EXCERPTED PASSAGE:
# # #

I have recently decided that college is not right for me right now and that I need a change of pace in my life. I am twenty years old and am considering moving to Thailand in order to teach English. I have no idea where to start. I do not have a bachelor's degree and I am not yet sure which program I should use to get my teaching certification. I am currently putting in long hours at a factory near my home in order to save money to move. I need to know what I should do before I decide to move forward with this decision and where the best jobs are for my qualifications. Any advice at all is much appreciated!
Yocumdt: You asked for advice, well here it is.

Reading your post it appears you need to redefine, or establish, your long term goals and your plan to achieve them. You need to do some serious soul searching. The first place to start is to define where you picture yourself in 10, 20, 30, 40 and 50 years. As you are 20, where do you want to be when you are 50 years old. Married? With children? Living at the top of the food chain? Lottery winner? Nose-to-the-grindstone successful? Happy-go-lucky-artist type?

Difficult question. What do you want out of life? After you have answered this all important question you can begin to define the path that will get you there.

As far as saving funds to become a teacher in Thailand; Why do you want to teach? and, Why Thailand? First things first, if you truly believe you have the calling and talent to be a first-rate teacher, then get your degree in education, intern, and pursue teaching credentials. If you approach teaching as an escape, diversion, or easy money, you are doomed to failure.

# # #

RECORD LIST:

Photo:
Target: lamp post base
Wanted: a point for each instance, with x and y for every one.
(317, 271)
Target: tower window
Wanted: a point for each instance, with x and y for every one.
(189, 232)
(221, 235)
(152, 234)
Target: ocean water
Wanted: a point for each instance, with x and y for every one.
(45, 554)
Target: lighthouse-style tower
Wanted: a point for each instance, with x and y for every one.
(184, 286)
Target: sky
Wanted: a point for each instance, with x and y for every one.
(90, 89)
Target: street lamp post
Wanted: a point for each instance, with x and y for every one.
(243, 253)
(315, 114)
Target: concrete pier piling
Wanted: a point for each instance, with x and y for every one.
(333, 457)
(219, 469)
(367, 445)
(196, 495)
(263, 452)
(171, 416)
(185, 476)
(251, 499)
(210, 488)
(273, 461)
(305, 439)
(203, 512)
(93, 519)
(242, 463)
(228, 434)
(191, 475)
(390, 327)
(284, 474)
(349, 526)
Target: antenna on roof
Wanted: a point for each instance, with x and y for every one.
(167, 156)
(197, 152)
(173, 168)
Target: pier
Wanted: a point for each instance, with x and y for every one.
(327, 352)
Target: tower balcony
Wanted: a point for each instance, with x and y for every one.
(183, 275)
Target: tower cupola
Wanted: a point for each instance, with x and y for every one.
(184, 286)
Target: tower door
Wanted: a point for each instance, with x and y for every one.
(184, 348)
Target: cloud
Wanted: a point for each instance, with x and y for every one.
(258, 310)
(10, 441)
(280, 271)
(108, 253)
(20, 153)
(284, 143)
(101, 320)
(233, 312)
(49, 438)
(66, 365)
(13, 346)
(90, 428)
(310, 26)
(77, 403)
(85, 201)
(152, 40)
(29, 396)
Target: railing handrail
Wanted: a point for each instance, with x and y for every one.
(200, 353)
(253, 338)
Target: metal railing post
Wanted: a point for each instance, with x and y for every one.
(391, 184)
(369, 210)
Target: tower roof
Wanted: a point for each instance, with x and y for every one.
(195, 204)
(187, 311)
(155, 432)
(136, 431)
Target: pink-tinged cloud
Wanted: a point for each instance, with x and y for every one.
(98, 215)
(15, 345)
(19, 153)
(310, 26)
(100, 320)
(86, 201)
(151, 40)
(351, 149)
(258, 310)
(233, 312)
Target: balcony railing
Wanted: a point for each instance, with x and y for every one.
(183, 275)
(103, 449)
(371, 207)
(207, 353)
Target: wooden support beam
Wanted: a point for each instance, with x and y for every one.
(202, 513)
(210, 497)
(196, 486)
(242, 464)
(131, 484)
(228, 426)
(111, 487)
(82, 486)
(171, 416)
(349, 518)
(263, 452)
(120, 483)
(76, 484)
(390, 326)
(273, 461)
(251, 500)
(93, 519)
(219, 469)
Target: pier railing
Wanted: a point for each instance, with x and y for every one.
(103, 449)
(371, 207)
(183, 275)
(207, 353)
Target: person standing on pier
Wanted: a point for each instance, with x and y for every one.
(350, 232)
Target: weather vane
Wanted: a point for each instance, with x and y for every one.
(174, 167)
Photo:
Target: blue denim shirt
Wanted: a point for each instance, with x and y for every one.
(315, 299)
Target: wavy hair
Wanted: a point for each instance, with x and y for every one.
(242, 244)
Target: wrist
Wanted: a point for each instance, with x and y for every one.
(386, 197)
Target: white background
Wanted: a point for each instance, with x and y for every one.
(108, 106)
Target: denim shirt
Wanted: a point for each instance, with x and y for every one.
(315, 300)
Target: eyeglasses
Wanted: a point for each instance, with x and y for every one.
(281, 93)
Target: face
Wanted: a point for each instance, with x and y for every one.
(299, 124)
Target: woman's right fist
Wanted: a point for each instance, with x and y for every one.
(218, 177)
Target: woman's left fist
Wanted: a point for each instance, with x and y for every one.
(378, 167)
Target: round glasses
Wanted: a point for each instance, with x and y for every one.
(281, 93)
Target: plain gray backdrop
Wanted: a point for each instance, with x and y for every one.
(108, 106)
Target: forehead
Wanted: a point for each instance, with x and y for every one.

# # #

WRITTEN PROBLEM 1: In the forum thread about teaching English in Thailand, which possibilities does the reply raise for where the poster might be at fifty? Please list every one.
WRITTEN PROBLEM 2: Carry the forum thread about teaching English in Thailand forward from its final sentence.

RESPONSE 1:
- Married
- With children
- Living at the top of the food chain
- Lottery winner
- Nose-to-the-grindstone successful
- Happy-go-lucky-artist type

RESPONSE 2:
Thailand. Why Thailand. Have you been here? Do you know the downside of an impoverished third world country? Can you withstand the incredible heat? Spend serious amounts of time reading through this forum. There is a massive amount of experience documented here. Not tourist stories. Real life questions and answers, information exchanged among Ex-pats who have lived here and can provide true guidance. Read, read, read, and then read some more.

Also, do not limit your investigation to Thailand. Read other countries forums. Do an extensive investigation of your options. Take your time. There is no rush. Plan, plan and then, plan some more. Anticipate problems. Have a well thought out game plan. Have an exit strategy. Have a plan B and a plan C.

In closing: You are responsible to, and for, yourself. Do not take this responsibility lightly. You will benefit the rewards of your hard work, and, you will suffer the consequences of impulsive foolishness.

I hope this helps. Good luck and let us all know what you decide to do.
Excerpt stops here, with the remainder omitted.